### DIRECTIONS FOR THIS TASK
Check every line of the data and copy the ones where "focus" appears.

(RAW DATA begins)

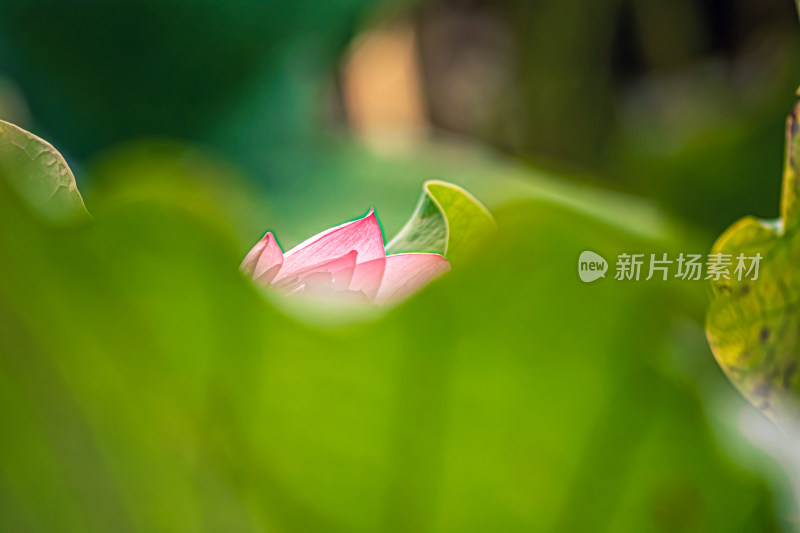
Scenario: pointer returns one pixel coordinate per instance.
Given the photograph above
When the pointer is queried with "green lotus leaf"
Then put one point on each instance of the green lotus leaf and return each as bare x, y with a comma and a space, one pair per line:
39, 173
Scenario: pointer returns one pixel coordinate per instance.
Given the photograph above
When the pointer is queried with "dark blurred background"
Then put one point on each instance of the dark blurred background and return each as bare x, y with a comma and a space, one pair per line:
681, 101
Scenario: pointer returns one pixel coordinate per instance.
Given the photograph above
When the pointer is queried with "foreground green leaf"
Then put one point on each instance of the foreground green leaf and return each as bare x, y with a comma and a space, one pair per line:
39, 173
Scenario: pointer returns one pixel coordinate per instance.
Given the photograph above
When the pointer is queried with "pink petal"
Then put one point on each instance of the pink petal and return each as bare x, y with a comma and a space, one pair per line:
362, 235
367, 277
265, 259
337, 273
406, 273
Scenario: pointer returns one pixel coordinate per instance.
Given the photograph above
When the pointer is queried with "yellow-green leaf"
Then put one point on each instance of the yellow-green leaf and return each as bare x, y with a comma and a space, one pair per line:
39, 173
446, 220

(RAW DATA ends)
(RAW DATA begins)

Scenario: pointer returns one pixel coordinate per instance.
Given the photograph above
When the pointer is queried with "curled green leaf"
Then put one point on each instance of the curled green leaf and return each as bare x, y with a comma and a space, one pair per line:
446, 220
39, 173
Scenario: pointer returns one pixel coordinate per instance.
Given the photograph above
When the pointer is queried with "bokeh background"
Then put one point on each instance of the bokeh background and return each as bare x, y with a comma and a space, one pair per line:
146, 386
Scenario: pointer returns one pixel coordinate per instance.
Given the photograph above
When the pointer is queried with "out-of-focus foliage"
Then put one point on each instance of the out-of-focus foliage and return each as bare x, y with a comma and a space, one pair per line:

(RAW DATA ends)
(RAW DATA begins)

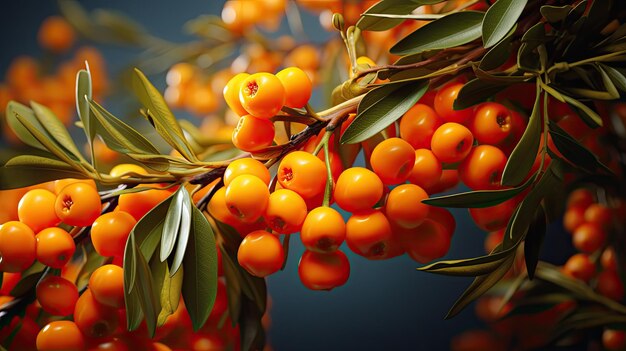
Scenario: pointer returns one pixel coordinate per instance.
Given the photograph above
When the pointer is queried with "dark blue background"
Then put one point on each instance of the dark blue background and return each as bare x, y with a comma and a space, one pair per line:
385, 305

(RAW DATA ends)

### RESULT OF THE EXERCISE
When the pointer is queried with "out-of-focus foliage"
Then put one point on each instance of the out-of-focus foliage and return each as bare x, y with a comma and a space, one pair per line:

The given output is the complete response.